[What you need to do] In the text on the Citigroup currency investigation, how large is the daily global FX market?

[Selected text]
Either the Fed and the OCC are unaware of this thing called “computers” which allows them to find out what a bank’s trading desk somewhere, anywhere in the world has done at any point in the past 30 or so years, or they really felt the need to stretch their legs around London’s Canary Wharf, or they heard very good news about Citi’s seafood buffet at its London HQ, but whatever the reason Reuters reports that “the U.S. Federal Reserve and Office of the Comptroller of the Currency have sent investigators to Citigroup’s London headquarters as part of an international investigation into alleged manipulation of the global currency market, a source familiar with the matter told Reuters on Wednesday.”

More from the source:

[The visit] comes after Citi last week fired its head of European spot foreign exchange trading Rohan Ramchandani, following a prolonged period on leave.

 

The Fed and OCC officials, who have been at Citi’s Canary Wharf office in London this week, are at the preliminary stage of information-gathering and their presence is “independent” of Ramchandani’s sacking, the source said. The Federal Reserve and OCC, which is an independent bureau of the U.S. Treasury, both declined to comment. A spokesman for Citigroup also declined to comment.

 

Last year, Britain’s Financial Conduct Authority began a formal investigation into possible manipulation in the $5.3 trillion-a-day global FX market. The U.S. Justice Department is also engaged in an active investigation of possible manipulation of the market, the world’s largest.

We eagerly look forward to the Fed’s Yelp review of the various food options at Citi’s Canary Wharf office.

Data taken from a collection

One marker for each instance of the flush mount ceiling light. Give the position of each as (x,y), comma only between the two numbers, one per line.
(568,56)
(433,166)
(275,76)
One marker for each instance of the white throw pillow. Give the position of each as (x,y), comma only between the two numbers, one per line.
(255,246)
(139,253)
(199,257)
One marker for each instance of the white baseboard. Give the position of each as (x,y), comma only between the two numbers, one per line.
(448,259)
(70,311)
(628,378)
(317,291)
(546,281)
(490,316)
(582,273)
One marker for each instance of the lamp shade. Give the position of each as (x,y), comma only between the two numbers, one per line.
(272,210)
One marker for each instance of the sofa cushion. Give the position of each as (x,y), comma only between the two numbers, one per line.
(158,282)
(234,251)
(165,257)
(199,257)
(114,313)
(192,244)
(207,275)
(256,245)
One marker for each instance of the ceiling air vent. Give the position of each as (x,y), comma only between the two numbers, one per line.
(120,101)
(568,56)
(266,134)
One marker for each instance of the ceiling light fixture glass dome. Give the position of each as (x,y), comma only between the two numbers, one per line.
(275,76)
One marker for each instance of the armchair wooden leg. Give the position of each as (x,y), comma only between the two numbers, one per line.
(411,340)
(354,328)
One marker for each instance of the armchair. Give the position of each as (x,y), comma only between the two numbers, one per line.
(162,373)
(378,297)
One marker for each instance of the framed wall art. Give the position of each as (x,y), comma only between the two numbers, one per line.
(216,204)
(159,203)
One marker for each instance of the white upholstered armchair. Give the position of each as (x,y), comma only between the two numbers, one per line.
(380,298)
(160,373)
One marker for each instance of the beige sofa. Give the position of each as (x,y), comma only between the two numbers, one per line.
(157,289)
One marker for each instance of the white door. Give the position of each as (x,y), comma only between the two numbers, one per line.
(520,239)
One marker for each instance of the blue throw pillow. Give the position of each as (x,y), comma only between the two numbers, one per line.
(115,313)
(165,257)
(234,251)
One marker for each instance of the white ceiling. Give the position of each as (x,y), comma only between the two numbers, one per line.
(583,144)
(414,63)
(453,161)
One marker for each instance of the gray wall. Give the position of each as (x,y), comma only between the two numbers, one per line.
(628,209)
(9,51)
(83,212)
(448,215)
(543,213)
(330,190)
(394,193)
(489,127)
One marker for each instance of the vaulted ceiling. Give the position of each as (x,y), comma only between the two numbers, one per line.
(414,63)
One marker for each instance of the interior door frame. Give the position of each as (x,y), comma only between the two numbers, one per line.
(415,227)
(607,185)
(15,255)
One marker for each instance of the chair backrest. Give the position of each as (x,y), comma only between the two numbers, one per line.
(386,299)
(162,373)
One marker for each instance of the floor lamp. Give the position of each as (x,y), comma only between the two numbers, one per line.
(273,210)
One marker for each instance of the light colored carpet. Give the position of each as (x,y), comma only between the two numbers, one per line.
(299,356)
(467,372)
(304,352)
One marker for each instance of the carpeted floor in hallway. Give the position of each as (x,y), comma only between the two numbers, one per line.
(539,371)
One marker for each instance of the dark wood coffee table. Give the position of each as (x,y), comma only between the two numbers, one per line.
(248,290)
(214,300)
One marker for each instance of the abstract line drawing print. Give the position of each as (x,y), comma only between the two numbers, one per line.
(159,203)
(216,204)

[Exercise solution] $5.3 trillion a day.